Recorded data
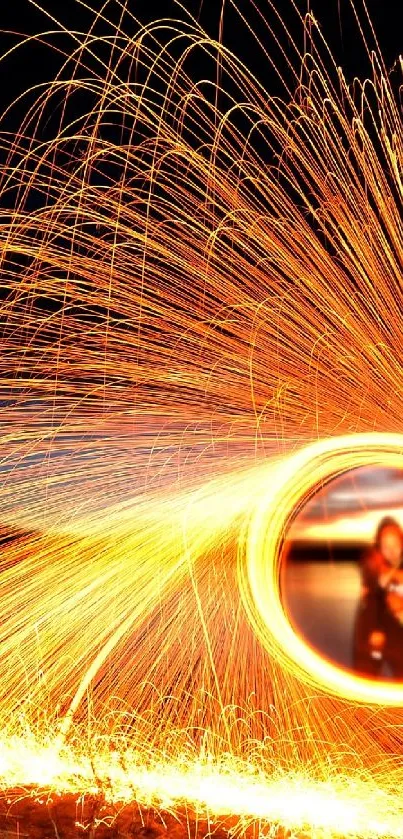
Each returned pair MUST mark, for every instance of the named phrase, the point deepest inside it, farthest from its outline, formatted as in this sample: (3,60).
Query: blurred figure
(378,631)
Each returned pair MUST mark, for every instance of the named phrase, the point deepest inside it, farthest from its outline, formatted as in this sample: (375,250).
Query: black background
(38,63)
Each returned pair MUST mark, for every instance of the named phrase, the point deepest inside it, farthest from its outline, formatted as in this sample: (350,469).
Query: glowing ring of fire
(292,483)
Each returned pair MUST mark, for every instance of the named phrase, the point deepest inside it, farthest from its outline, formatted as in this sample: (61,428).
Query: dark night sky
(38,63)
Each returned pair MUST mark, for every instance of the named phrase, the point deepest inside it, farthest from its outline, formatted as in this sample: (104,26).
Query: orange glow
(201,321)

Requirements -
Nothing in the entries should change as you copy them, except that the pictures are left out.

Response -
Each returned pair MUST mark, for every instance of the named phrase, the point deepest inside it, farthest from its outline, formatted as in this sample: (3,60).
Query: blurred figure
(378,631)
Each returned pair MUST mark, for every instance of the named phrase, the point deepest inside it, farthest from its outline, formatted as in this sample: (375,250).
Query: black background
(38,63)
Each returned pair MUST mark, for every instance of the named phrase, the point deepest inside it, farthest from its outline, formatted as in this sample: (350,469).
Query: glowing ring of fire
(292,483)
Each returned pair MUST mark, for every instance of the named phrase, the point deepest inside it, farthest from its outline, formatted as in this sample: (61,428).
Query: dark night sky
(38,63)
Each returned pair MUST mark, for every instance of the named phrase, the point deepest inside it, farthest from its outline, formatted as in this sample: (104,26).
Query: orange glow
(201,321)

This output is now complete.